(Aim of the exercise)
Copy the listing word for word, starting at the line that contains "Target: woman in blue dress" and ending at the final line of the listing.

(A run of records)
++++++

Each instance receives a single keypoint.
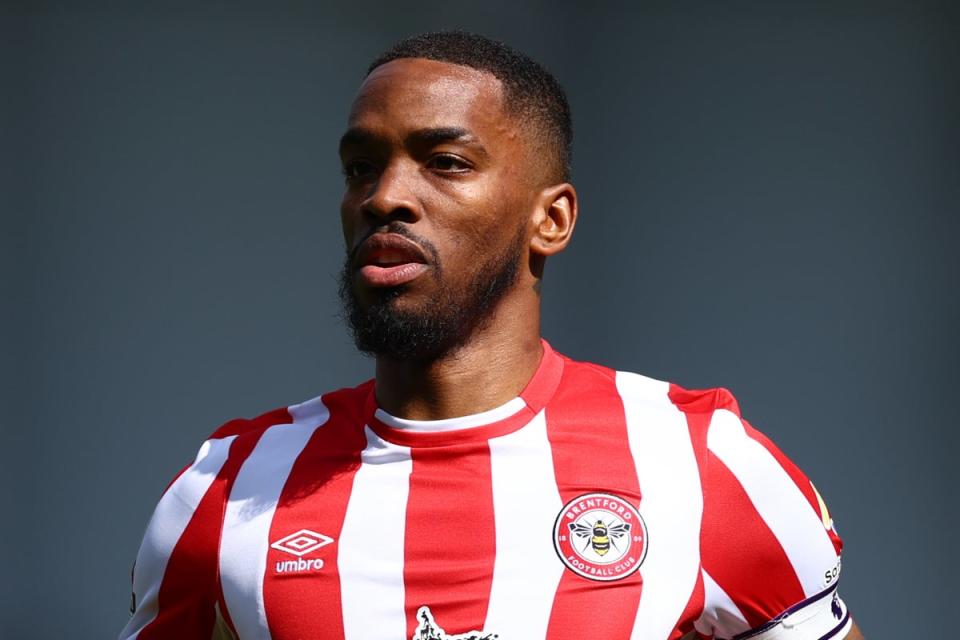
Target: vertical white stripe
(671, 502)
(526, 501)
(779, 501)
(370, 553)
(721, 616)
(249, 513)
(170, 519)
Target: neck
(489, 370)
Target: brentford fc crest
(600, 536)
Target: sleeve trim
(823, 613)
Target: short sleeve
(770, 555)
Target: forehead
(416, 93)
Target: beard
(440, 326)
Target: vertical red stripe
(190, 587)
(450, 541)
(799, 478)
(587, 430)
(735, 537)
(315, 496)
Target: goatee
(439, 327)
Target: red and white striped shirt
(598, 504)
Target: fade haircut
(530, 92)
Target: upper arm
(769, 552)
(174, 577)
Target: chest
(516, 538)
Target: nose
(392, 195)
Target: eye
(358, 169)
(449, 163)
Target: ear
(554, 218)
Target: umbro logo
(300, 544)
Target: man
(482, 485)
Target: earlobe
(555, 218)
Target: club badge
(600, 536)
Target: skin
(468, 196)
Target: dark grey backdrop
(769, 204)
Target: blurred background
(769, 203)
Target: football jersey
(597, 504)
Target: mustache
(399, 229)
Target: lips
(389, 260)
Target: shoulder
(316, 410)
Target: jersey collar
(476, 427)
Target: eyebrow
(430, 136)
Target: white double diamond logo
(302, 542)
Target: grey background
(768, 204)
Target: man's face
(435, 208)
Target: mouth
(389, 260)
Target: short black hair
(530, 91)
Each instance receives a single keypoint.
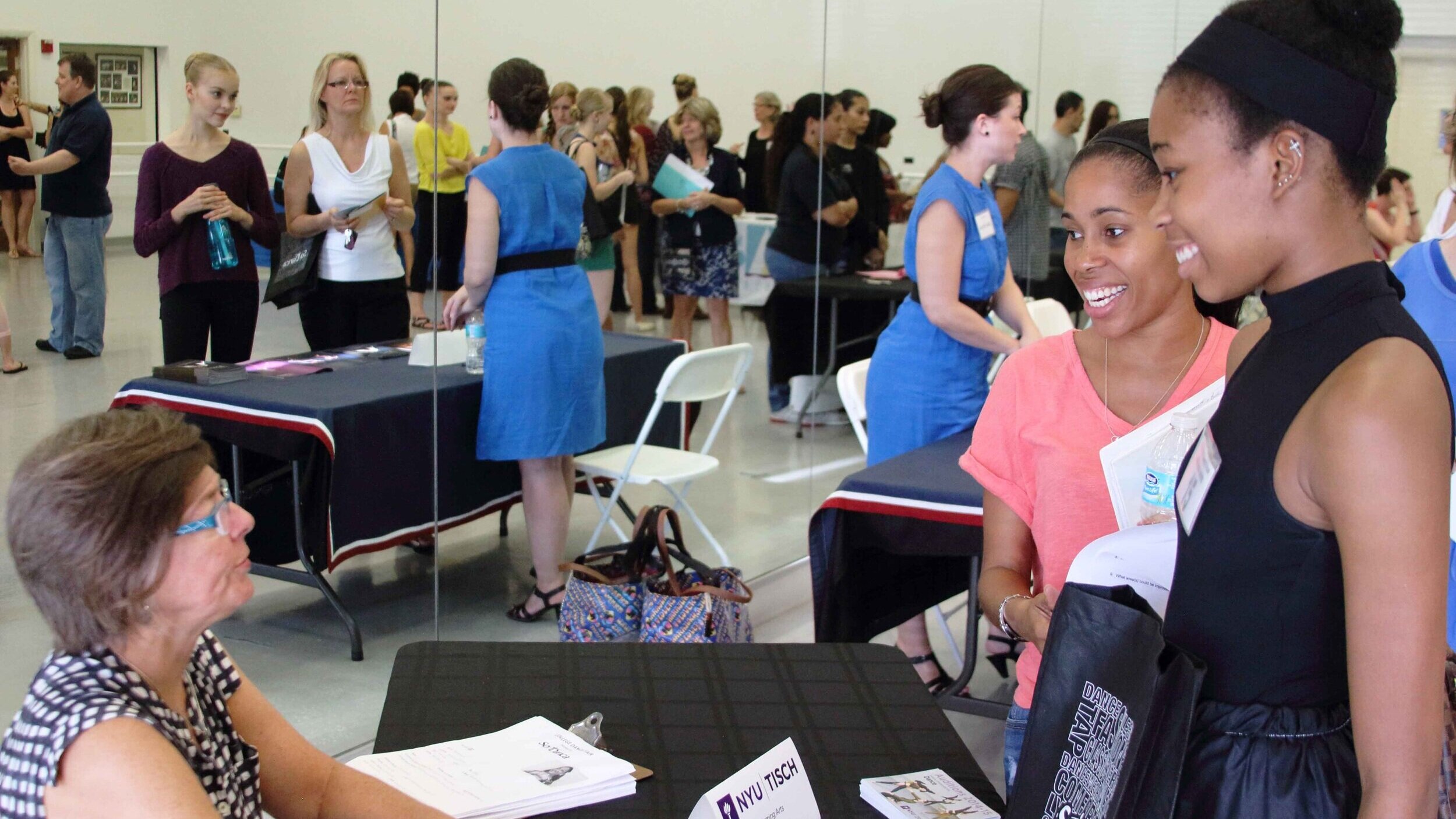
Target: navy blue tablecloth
(893, 541)
(363, 435)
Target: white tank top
(373, 257)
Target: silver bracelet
(1001, 616)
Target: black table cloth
(893, 541)
(363, 433)
(694, 715)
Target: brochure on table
(1125, 461)
(773, 786)
(927, 795)
(526, 770)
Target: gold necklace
(1107, 387)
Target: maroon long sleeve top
(168, 178)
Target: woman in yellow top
(444, 156)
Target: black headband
(1292, 83)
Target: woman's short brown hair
(91, 516)
(702, 110)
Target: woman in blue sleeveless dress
(542, 398)
(928, 373)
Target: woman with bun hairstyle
(592, 117)
(194, 176)
(543, 397)
(1104, 115)
(928, 375)
(1314, 509)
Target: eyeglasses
(214, 518)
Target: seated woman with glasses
(132, 548)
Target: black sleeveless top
(1259, 595)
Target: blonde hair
(200, 62)
(318, 112)
(772, 101)
(639, 104)
(590, 101)
(702, 110)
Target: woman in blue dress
(542, 398)
(928, 373)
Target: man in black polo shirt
(76, 168)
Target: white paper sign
(1125, 461)
(773, 786)
(1142, 557)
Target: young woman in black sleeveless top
(1314, 509)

++++++

(Answer below)
Target: woman in blue dress
(542, 398)
(928, 373)
Target: man in black polo shirt
(76, 168)
Target: white paper sign
(1125, 461)
(773, 786)
(1142, 557)
Target: young woman in black sleeveless top
(1314, 509)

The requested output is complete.